** Votre tâche **
Recopiez mot pour mot le passage du texte fourni ci-dessous, sur la pyramide du Louvre, en commençant par « Le 28 avril, il » et en allant jusqu'à « venait d'être corrigée. ».

Détails ici, et une compilation des cas 21-13, 137 au dernier recensement.
  Je viens d'y ajouter ce 14 février un 138e cas avec un livre achevé hier en 34 chapitres et un climax à la fin du 21e chapitre. On y trouve aussi les valeurs de René Daumal (42/52, moitié de 21/13).

- Ieoh et Leoh-

  Le 25 avril 2009 Arte diffusait B comme Babylone, à l'occasion d'une journée consacrée au Louvre, ce 25 avril clôturant une période commémorant le 20e anniversaire de l'inauguration de la Pyramide de Pei, le 30 mars 1989. Une animation montrait l'image de la Pyramide partir du bas de l'écran à la rencontre de son reflet en blanc, descendant du haut de l'écran, pour finalement former ce losange.
  J'en ai parlé le lendemain 26 dans ce billet, où je remarquais que le prénom de Ieoh Ming Pei, ou la première partie de son nom, pouvait correspondre à une transcription du Tétragramme JHVH.
  Il m'est venu le matin du 27 de regarder sa page Wikipédia qui m'a appris qu'il était né le 26 avril 1917, et que c'était donc son anniversaire la veille, lendemain du jour où Arte célébrait le 20e anniversaire de sa pyramide.
  Autre bizarrerie, la page était intitulée Leoh Ming Pei, erreur compréhensible car "l" minuscule est identique à "I" majuscule en arial, mais chargée de sens pour moi, LEO(H) évoquant immédiatement le lion latin, or j'avais associé les deux triangles de la présentation d'Arte aux deux châteaux triangulaires qui m'occupaient depuis trois mois, dont les noms étaient reliés à Babel et à deux appellations du lion..
  Le 28 avril, il m'est venu de demander à un sinologue ce qu'il pouvait dire des idéogrammes correspondant à Ieoh Ming Pei, et ai alors découvert que la page venait d'être corrigée.
  L'historique indiquait que la modification avait été faite la veille à 19:24 par un prénommé Rémi, comme moi, quelques heures donc après ma consultation. La modification antérieure de Ieoh en Leoh datait de 7 mois.

** Lignes d'étiquetage de lieux **
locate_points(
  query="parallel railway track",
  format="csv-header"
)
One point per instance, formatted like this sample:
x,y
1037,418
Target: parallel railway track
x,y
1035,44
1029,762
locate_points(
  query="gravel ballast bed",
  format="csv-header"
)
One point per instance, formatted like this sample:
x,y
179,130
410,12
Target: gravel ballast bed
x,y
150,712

** Résultat attendu **
Le 28 avril, il m'est venu de demander à un sinologue ce qu'il pouvait dire des idéogrammes correspondant à Ieoh Ming Pei, et ai alors découvert que la page venait d'être corrigée.